**TAREFAS:**
1. Liste os grupos de pessoas que o parágrafo iniciado por "À meia-noite", no trecho sobre o réveillon na Champs Élysées, enumera na celebração.
2. Prossiga o trecho sobre o réveillon na Champs Élysées, escrevendo a partir da última frase apresentada.

++++ TRECHO

Não é assim que dizem por aí. Então, vou dizer por aqui. Não sei se um dia eu volto. Mas o reveillon na Champs Élysées não é lá aquelas coisas. É diferente, sim. Mas, não tem lá a transcendência que se anuncia e propala. Diferente mesmo porque se encontra gente de todas as partes do mundo. Aliás, um mar de gente encapotada e de garrafa nas mãos – como se bebe! –, que se espalha até aonde nossos olhos podem ver.

À meia-noite, é o fuzuê, sem ritmo, sem ginga ao som do espocar das rolhas do champagne. Grupos e grupos de turistas. Muitas famílias. Muitos casais. Infindáveis ‘parisienses’ de etnias diferentes a saudar o novo ano e, de alguma forma, a imensurável saudade do país de onde vieram.

++++++++
++++ DADOS FORNECIDOS

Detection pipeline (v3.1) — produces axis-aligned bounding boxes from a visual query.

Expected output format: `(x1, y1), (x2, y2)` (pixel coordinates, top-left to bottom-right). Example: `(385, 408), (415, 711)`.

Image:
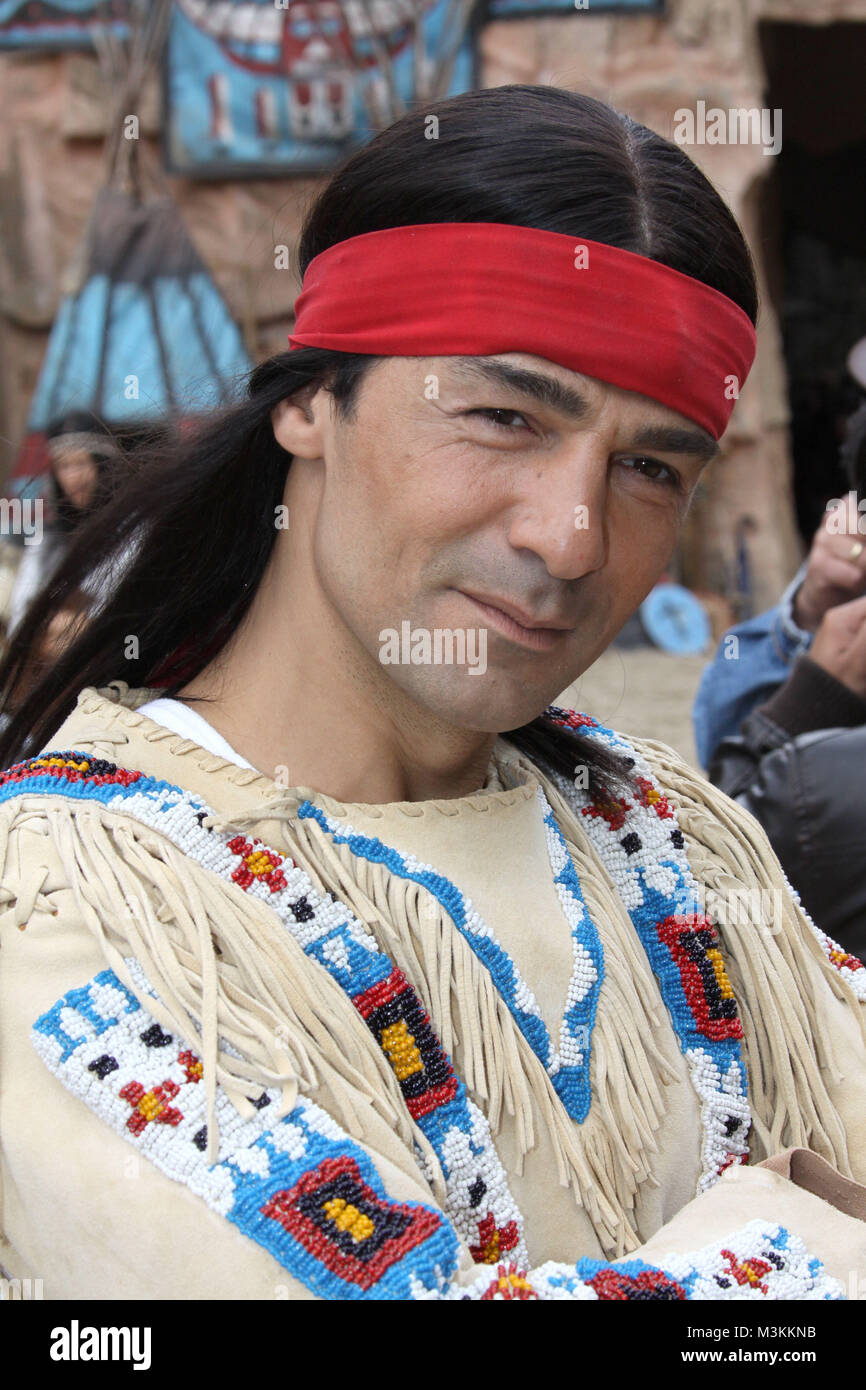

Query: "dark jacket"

++++++++

**RESPOSTAS:**
1.
- Grupos de turistas
- Famílias
- Casais
- "Parisienses" de etnias diferentes

2.
O vai-e-vem constante sugere a impressão que todos começamos o Novo Ano a percorrer a célebre trilha que vai do nada a lugar nenhum.

Nós, por exemplo. A certa altura, caminhamos rumo a Tour Eiffel. Quando lá chegamos, não havia mais a iluminação que, vista de longe, lhe dava um encantamento especial, adeqüada à época. Resignados, ouvimos que as luzes piscaram só até à meia-noite. Dali em diante, a torre famosa fez-se vulto e as sombras tomaram todas aquelas paragens.

— Ô mesquinharia – disse um dos nossos.

A turma dos otimistas preferiu louvar a caminhada e os votos de “bon anée” que ouvimos e desejamos a todos com quem cruzamos pelo caminho. Entre estes, estava um casal de brasileiros, com os dois filhos aborrescentes. Também aí as opiniões se dividiram. O pai com ares de todo o cuidado é pouco. A mãe, por sua vez, até tentava uma alegria fora de hora e/ou principalmente local — talvez pensasse nas comprinhas da Galerie Lafayette. Ensaiava uns passinhos toscos sob os olhares de reprovação das crianças. Nelas, era visível o desconforto e a lembrança da farra que poderiam estar fazendo, naquele preciso instante, se estivessem no Brasil com os amigos.

Enfim, c’est la vie…

II.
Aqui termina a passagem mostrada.